Friday, July 10, 2009

angles and demons


Doesn't that look simple? It isn't. It's hard to tell from this angle, but this is the spot I was talking about in the previous post, where the eaves meet from two directions and the slope is different. I remember the architect, T-san, gulping when we insisted on having it work out this way . . . Well, let me go back.

The problem was that the room at the end of the el wing is going to be M's massage therapy salon, and it was originally meant to be a straight 6-mat room (that's tatami-speak). When M gave me a trip to a massage therapy course as a birthday present--damn, that felt good--I was coherent enough to measure the room while the masseur was out getting me tea. I realized that a 6-mat room is not long enough to include a consultation table and the massage bed without a real squeeze.

So we shrunk the width and increased the length, and of course that changed the pitch of the roof and ruined the perfect 90-degree angle of the meeting of the two wings. T-san sighed and scratched his head and wondered how he'd make the two wings come together smoothly. And we saw how last week.

Along with the posts for the entrance, this angle was the one place where all the computers and machine tools used in preparing the house didn't help. It was the job of Suzuki-san, the master carpenter, and he spent quite a bit of the afternoon making sure this worked.
It did, as you can see in this photo. This is the strange angle that was the result, and it's what stumped the machine tool cutters. But Suzuki-san did a fantastic job, and when you walk in the entrance you won't be able to notice the different pitches of the eaves.

● **Activity 1**:
Using the house-building post, decide whether each statement agrees with it. Answer yes or no for each and quote the words that settle it.
(a) The room for M's massage therapy salon was first planned as a 6-mat room.
(b) The machine tool cutters handled the strange angle without difficulty.
(c) The room's width was increased to fit the massage bed.
● **Activity 2**:
Answer these questions from the house-building post.
(a) What is the architect called?
(b) What birthday present did M give?
(c) Who was the master carpenter?
The records below the house-building post come from a separate source.

● **Data excerpts**:
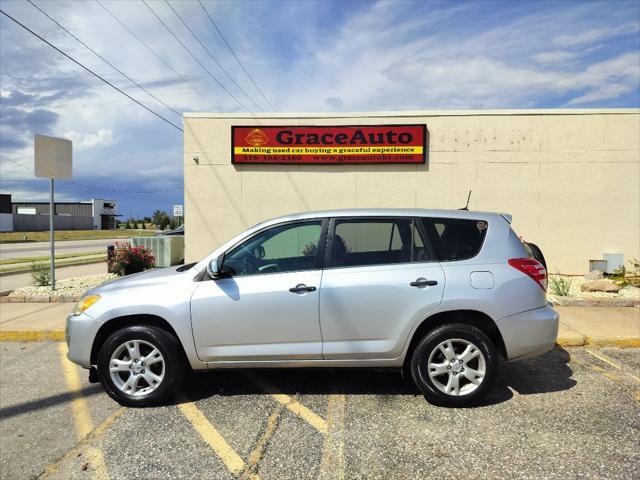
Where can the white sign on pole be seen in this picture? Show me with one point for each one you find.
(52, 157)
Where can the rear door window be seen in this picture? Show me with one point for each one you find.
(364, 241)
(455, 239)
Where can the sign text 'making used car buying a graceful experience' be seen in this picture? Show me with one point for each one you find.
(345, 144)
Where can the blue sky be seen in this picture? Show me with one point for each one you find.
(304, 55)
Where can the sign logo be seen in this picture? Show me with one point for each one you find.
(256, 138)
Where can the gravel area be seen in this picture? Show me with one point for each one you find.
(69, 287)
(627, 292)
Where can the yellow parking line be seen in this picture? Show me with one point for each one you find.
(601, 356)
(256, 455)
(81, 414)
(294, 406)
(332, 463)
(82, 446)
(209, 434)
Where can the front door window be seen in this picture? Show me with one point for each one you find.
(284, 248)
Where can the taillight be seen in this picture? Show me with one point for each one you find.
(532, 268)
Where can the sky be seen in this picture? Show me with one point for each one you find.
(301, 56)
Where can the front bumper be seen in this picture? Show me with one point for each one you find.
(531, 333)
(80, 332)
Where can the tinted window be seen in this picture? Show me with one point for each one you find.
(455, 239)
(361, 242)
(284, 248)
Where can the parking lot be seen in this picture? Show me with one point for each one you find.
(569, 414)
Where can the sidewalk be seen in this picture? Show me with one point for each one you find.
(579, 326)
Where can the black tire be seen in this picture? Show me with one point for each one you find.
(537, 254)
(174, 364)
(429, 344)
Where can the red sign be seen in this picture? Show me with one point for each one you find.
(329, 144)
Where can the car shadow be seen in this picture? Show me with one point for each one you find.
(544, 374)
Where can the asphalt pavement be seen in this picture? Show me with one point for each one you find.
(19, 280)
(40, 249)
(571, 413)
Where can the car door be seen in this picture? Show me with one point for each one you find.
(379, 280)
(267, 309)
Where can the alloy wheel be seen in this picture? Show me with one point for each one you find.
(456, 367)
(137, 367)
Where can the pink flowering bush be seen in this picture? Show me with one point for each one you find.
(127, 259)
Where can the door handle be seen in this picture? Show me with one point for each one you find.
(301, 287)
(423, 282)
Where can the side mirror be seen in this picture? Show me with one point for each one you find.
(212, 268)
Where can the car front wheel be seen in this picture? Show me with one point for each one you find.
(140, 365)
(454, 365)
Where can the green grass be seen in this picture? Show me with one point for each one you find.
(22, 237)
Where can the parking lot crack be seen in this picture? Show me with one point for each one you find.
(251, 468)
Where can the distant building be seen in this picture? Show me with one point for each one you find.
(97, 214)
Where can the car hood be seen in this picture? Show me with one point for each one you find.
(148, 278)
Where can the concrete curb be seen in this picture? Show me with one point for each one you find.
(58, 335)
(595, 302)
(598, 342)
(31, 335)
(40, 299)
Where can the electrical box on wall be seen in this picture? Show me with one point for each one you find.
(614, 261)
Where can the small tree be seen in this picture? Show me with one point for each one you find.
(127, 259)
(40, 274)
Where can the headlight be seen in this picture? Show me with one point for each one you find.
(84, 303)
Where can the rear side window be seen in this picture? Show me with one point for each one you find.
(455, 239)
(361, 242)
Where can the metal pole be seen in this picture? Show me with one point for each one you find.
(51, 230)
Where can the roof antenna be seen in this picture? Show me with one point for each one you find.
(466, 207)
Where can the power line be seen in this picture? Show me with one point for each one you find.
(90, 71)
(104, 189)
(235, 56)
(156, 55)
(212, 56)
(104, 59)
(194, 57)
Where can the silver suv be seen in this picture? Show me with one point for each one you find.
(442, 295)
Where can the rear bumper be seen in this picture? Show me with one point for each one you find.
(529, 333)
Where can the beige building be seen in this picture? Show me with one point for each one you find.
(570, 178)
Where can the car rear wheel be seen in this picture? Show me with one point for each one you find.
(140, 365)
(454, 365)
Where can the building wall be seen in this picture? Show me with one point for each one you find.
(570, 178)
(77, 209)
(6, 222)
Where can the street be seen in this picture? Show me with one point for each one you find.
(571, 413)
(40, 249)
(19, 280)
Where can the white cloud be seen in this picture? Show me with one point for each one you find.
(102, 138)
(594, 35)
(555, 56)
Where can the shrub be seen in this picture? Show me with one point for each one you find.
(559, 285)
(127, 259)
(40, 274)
...
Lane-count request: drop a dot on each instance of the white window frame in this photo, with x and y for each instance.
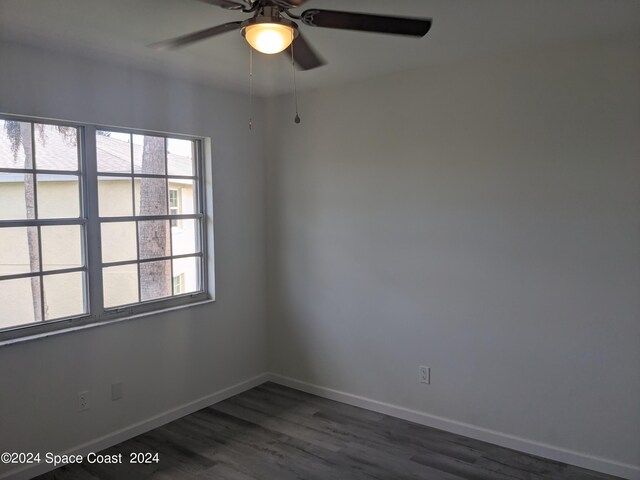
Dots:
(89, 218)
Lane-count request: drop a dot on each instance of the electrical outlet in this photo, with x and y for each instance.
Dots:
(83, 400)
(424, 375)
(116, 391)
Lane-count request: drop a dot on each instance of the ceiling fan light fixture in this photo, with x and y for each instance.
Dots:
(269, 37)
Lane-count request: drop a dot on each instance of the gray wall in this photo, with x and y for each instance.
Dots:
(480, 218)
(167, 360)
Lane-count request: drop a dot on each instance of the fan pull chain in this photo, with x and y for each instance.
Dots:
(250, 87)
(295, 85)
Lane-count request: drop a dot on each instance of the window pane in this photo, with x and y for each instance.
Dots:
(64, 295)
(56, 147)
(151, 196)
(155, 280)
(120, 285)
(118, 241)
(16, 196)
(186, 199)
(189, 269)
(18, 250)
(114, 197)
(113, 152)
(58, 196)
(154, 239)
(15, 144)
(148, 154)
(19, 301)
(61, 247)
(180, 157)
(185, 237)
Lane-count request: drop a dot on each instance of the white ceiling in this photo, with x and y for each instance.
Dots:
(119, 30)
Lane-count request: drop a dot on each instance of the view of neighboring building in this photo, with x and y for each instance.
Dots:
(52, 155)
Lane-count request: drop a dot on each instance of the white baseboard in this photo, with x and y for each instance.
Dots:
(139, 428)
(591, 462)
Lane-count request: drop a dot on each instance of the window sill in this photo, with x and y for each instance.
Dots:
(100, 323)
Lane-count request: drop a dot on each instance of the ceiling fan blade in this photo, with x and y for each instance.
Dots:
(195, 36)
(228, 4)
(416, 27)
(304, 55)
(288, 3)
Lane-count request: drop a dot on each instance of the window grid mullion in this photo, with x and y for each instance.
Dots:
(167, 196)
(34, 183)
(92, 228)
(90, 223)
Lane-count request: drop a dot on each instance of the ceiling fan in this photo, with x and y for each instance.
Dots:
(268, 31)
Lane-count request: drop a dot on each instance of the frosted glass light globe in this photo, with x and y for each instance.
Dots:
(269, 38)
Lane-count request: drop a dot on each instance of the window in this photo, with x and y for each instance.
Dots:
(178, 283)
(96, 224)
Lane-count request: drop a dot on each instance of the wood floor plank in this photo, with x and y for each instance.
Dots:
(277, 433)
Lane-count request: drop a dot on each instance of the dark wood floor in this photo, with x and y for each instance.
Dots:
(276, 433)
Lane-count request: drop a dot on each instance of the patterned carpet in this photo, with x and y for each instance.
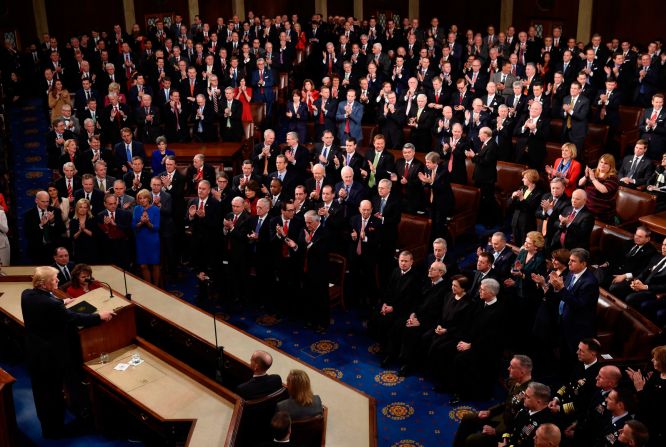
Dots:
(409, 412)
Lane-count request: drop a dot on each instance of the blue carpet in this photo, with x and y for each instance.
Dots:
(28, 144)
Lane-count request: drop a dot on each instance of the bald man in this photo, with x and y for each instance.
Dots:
...
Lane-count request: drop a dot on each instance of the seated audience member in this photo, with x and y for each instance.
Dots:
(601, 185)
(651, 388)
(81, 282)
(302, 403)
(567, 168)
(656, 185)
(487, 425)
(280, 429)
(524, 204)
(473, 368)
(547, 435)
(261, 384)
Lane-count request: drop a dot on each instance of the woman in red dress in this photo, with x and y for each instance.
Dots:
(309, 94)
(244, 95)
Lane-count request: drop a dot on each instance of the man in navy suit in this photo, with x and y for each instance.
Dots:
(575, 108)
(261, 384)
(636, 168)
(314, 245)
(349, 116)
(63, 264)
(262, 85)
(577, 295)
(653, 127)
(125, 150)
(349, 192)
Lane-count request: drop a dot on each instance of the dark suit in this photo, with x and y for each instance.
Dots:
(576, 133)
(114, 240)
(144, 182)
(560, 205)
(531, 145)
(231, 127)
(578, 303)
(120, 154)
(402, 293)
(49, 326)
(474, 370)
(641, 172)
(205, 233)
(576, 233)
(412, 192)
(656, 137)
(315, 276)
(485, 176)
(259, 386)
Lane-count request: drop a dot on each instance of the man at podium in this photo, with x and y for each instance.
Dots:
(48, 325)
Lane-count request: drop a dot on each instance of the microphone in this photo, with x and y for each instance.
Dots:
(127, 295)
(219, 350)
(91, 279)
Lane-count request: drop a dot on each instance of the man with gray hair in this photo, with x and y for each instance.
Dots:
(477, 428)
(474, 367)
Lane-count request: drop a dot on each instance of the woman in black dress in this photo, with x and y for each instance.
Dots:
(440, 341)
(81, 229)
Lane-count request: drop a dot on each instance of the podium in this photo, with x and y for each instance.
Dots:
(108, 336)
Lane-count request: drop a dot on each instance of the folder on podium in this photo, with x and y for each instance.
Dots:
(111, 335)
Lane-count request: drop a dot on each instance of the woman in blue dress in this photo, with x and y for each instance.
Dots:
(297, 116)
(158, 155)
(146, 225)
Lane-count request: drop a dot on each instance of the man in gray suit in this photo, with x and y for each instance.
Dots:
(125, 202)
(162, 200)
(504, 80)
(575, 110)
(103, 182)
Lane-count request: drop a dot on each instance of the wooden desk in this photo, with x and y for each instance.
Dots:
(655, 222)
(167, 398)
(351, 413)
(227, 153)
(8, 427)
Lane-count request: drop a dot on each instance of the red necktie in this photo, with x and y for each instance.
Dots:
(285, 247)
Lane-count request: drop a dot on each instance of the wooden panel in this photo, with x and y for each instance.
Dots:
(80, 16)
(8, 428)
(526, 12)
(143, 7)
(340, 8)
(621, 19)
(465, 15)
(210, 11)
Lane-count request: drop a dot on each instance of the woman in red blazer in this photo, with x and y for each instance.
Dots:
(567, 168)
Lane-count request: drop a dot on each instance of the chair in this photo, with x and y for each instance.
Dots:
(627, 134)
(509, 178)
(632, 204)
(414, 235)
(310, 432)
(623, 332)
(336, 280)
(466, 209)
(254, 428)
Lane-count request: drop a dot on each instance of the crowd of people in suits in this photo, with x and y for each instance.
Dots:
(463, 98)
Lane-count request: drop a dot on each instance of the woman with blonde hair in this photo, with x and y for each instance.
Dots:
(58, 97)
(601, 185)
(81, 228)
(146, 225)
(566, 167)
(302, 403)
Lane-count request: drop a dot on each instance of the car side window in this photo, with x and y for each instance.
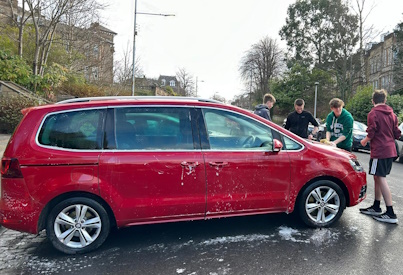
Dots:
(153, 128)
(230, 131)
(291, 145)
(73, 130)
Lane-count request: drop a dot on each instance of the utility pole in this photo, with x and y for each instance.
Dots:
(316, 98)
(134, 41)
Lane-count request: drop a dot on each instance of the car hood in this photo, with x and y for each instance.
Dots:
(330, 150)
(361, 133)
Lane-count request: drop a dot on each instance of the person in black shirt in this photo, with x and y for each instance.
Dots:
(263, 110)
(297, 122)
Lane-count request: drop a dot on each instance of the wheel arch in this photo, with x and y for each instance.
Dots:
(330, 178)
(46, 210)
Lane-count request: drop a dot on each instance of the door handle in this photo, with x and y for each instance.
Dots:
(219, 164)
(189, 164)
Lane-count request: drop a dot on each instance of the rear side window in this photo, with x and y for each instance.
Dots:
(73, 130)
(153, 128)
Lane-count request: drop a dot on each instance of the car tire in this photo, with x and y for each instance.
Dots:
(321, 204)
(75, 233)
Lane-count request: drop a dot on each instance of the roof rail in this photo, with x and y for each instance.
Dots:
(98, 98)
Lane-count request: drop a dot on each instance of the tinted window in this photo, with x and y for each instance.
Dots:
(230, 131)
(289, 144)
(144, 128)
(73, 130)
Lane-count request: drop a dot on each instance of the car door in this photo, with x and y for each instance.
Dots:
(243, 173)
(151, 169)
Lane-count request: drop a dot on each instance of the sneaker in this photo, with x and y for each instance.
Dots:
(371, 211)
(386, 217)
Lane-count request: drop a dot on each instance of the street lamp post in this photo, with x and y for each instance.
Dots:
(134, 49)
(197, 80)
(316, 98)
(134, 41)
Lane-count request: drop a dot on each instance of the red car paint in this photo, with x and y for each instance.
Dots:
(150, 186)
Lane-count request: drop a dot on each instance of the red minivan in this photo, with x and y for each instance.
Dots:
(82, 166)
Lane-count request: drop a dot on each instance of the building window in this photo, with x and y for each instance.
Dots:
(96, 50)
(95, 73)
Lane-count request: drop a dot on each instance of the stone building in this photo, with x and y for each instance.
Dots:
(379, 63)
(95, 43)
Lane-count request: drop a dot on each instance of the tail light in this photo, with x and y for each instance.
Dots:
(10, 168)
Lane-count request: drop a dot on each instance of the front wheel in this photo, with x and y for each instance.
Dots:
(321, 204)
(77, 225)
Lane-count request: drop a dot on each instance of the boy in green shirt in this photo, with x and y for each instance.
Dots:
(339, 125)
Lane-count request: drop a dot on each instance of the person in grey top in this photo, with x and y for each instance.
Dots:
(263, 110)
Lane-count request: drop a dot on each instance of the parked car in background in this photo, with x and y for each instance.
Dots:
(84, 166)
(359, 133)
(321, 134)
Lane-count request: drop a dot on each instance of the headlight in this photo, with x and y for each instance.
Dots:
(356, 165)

● **Your response 1**:
(a) Yes: "it was originally meant to be a straight 6-mat room"
(b) No: "it's what stumped the machine tool cutters"
(c) No: "So we shrunk the width and increased the length"

● **Your response 2**:
(a) T-san
(b) A trip to a massage therapy course
(c) Suzuki-san